• TASK GOAL: Revise the listing below by replacing "drop a point on each" with "place a marker on each" wherever it occurs, and keep everything else the same.

--- Start of EXERCISE INPUTS ---

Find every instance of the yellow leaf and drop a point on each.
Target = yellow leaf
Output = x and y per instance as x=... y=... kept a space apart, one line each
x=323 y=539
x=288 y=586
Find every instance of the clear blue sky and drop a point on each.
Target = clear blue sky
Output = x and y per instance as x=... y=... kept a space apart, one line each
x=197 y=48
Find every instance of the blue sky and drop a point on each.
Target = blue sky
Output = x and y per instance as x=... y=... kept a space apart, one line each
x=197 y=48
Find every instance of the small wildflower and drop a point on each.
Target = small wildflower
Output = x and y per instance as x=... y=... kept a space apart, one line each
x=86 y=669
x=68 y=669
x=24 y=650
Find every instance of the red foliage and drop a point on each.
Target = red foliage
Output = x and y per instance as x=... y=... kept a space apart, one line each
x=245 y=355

--- End of EXERCISE INPUTS ---

• TASK RESPONSE:
Find every instance of the yellow leaf and place a marker on each.
Target = yellow leaf
Output = x and y per instance as x=... y=... kept a space apart, one line each
x=323 y=539
x=288 y=586
Find every instance of the clear blue sky and place a marker on each.
Target = clear blue sky
Output = x and y per instance as x=... y=... kept a space apart, one line each
x=197 y=48
Find every instance of the blue sky and place a marker on each.
Target = blue sky
Output = x and y per instance as x=... y=... kept a space apart, one line each
x=197 y=48
Find every instance of the small wildflower and place a marker on each.
Target = small wildflower
Output = x and y per instance as x=... y=... kept a space apart, one line each
x=86 y=669
x=68 y=669
x=24 y=650
Find every instance of the red foliage and place a marker on each.
Target = red foliage
Output = x and y per instance as x=... y=... kept a space apart, one line each
x=245 y=355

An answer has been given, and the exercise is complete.